**DESCRIPTION OF THE TASK:**
Copy out verbatim the portion of the listing that runs from its first line through the line containing "M543 101L544 100L550", including both of those lines.

----- PROVIDED DATA

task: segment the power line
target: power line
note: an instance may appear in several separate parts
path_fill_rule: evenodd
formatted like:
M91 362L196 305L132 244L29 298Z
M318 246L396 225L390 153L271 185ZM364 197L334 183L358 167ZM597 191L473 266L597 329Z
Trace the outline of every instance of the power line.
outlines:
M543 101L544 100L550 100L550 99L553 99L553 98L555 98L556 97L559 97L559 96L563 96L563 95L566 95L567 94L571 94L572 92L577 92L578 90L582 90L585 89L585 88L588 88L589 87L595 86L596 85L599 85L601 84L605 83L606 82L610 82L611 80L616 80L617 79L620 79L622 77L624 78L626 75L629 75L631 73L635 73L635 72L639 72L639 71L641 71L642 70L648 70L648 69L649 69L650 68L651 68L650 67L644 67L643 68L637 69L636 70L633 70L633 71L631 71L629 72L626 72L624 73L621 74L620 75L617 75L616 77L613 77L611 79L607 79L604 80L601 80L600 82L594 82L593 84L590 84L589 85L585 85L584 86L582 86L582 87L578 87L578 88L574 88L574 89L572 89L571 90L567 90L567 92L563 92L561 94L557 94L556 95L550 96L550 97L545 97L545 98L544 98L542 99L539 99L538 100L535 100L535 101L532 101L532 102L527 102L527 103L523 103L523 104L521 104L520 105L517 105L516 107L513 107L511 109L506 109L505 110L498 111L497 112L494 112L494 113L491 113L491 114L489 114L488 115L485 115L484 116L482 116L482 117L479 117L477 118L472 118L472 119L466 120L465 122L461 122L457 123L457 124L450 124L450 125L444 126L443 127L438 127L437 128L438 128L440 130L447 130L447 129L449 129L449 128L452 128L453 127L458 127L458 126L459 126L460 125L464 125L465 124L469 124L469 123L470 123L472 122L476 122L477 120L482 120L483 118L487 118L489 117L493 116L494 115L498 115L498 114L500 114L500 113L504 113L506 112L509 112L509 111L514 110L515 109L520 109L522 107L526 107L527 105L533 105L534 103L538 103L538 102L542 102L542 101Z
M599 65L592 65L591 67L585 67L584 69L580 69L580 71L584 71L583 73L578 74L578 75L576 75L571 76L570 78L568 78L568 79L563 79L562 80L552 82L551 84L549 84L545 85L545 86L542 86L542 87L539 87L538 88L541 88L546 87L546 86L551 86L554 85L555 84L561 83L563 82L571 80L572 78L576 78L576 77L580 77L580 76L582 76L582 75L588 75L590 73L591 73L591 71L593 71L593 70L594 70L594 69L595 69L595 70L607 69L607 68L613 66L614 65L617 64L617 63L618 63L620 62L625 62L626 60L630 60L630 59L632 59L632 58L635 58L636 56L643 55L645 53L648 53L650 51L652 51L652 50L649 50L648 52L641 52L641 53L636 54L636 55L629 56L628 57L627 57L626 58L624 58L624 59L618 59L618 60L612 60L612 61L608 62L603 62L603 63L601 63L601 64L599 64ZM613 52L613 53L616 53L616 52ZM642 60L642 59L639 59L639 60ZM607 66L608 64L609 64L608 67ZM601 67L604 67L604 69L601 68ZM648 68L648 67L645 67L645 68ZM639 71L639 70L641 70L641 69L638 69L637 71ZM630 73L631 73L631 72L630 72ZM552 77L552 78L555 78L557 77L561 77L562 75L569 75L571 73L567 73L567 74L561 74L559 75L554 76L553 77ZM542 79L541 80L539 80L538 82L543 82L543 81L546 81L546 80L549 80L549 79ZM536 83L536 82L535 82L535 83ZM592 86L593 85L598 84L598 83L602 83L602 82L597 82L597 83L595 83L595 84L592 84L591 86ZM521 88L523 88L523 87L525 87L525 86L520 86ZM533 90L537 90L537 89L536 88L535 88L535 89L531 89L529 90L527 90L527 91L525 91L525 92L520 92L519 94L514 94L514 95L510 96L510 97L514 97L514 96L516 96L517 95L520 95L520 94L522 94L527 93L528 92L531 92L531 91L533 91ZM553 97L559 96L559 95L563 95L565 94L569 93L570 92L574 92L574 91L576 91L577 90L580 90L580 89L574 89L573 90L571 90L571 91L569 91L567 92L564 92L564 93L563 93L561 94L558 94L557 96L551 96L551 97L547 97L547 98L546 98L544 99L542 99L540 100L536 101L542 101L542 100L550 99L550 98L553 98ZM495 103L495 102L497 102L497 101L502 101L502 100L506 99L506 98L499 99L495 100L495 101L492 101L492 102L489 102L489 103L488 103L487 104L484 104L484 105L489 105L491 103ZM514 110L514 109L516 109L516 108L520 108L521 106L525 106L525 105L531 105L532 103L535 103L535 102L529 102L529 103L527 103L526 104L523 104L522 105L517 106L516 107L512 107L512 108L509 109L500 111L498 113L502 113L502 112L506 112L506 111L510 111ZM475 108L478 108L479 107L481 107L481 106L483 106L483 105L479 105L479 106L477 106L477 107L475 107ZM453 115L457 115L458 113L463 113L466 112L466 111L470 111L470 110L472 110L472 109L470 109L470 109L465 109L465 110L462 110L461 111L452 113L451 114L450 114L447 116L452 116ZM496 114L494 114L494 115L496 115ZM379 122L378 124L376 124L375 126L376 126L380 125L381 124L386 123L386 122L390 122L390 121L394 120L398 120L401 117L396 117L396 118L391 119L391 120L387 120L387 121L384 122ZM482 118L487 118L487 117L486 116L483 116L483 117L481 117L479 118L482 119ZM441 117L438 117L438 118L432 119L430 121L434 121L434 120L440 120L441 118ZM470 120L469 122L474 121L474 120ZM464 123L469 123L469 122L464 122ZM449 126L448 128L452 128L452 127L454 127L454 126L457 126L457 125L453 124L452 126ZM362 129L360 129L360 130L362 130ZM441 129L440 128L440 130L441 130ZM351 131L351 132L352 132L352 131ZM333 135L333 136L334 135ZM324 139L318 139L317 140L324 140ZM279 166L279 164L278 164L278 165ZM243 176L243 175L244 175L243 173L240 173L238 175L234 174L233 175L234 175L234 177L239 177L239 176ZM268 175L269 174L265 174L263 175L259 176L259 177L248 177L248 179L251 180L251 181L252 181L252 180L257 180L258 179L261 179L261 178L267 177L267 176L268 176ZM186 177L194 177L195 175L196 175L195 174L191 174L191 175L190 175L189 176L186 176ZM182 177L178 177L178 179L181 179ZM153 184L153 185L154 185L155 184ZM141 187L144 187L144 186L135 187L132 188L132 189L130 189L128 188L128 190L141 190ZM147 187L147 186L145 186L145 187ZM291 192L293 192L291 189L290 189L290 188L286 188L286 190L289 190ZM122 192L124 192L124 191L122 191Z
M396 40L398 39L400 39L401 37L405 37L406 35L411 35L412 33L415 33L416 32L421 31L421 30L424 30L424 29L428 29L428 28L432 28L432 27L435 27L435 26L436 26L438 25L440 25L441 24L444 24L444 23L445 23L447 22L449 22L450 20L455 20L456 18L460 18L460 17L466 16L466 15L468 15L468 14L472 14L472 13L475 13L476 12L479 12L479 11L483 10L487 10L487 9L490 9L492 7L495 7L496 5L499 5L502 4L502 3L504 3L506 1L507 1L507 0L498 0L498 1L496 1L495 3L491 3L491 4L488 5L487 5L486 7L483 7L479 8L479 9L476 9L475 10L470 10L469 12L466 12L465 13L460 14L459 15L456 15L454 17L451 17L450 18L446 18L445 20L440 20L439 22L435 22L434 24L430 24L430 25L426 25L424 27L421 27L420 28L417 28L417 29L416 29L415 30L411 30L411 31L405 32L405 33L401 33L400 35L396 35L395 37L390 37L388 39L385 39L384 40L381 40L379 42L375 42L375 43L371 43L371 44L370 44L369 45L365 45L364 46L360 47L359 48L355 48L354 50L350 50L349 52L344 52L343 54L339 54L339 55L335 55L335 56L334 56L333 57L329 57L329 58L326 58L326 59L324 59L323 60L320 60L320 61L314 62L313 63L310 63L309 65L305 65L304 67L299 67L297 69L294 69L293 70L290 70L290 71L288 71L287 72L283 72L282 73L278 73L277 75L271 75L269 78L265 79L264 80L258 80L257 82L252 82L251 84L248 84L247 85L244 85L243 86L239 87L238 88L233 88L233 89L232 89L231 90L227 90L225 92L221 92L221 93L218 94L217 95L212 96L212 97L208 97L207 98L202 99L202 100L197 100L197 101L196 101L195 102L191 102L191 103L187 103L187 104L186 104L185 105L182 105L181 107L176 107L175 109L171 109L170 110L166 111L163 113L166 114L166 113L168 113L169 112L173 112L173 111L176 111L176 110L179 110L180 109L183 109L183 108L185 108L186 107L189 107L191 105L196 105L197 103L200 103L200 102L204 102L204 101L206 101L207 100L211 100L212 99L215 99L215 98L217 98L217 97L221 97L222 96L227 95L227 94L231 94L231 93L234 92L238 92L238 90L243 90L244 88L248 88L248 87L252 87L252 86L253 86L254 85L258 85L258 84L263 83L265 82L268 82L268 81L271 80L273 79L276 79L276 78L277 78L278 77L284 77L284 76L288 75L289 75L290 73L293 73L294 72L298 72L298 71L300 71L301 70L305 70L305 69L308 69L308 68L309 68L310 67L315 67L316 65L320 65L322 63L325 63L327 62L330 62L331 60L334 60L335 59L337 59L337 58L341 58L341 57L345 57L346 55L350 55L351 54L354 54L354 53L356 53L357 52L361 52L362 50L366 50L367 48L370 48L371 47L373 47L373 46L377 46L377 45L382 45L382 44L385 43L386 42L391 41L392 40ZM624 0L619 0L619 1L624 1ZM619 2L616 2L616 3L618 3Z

----------

**WRITTEN SOLUTION:**
task: segment the power line
target: power line
note: an instance may appear in several separate parts
path_fill_rule: evenodd
formatted like:
M91 362L196 305L132 244L29 298Z
M318 246L396 225L390 153L271 185ZM364 197L334 183L358 167ZM597 191L473 266L597 329Z
Trace the outline of every instance of the power line.
outlines:
M543 101L544 100L550 100L550 99L553 99L553 98L555 98L556 97L559 97L559 96L563 96L563 95L566 95L567 94L571 94L572 92L577 92L578 90L582 90L585 89L585 88L588 88L589 87L595 86L596 85L599 85L601 84L605 83L606 82L610 82L611 80L616 80L617 79L620 79L622 77L624 78L626 75L629 75L631 73L635 73L635 72L639 72L639 71L641 71L642 70L648 70L648 69L649 69L650 68L651 68L650 67L644 67L643 68L637 69L636 70L633 70L633 71L631 71L629 72L626 72L624 73L621 74L620 75L617 75L616 77L613 77L611 79L607 79L604 80L601 80L600 82L594 82L593 84L590 84L589 85L585 85L584 86L582 86L582 87L578 87L578 88L574 88L574 89L572 89L571 90L567 90L567 92L563 92L561 94L557 94L556 95L550 96L550 97L545 97L545 98L544 98L542 99L539 99L538 100L535 100L535 101L532 101L532 102L527 102L527 103L523 103L523 104L521 104L520 105L517 105L516 107L513 107L511 109L506 109L505 110L498 111L497 112L494 112L494 113L491 113L491 114L489 114L488 115L485 115L484 116L482 116L482 117L479 117L477 118L472 118L472 119L466 120L465 122L461 122L457 123L457 124L450 124L450 125L444 126L443 127L438 127L437 128L438 128L440 130L447 130L447 129L449 129L449 128L452 128L453 127L458 127L458 126L459 126L460 125L464 125L465 124L469 124L469 123L470 123L472 122L476 122L477 120L482 120L483 118L487 118L489 117L493 116L494 115L498 115L498 114L500 114L500 113L504 113L506 112L509 112L509 111L514 110L515 109L520 109L522 107L526 107L527 105L533 105L534 103L538 103L538 102L542 102L542 101Z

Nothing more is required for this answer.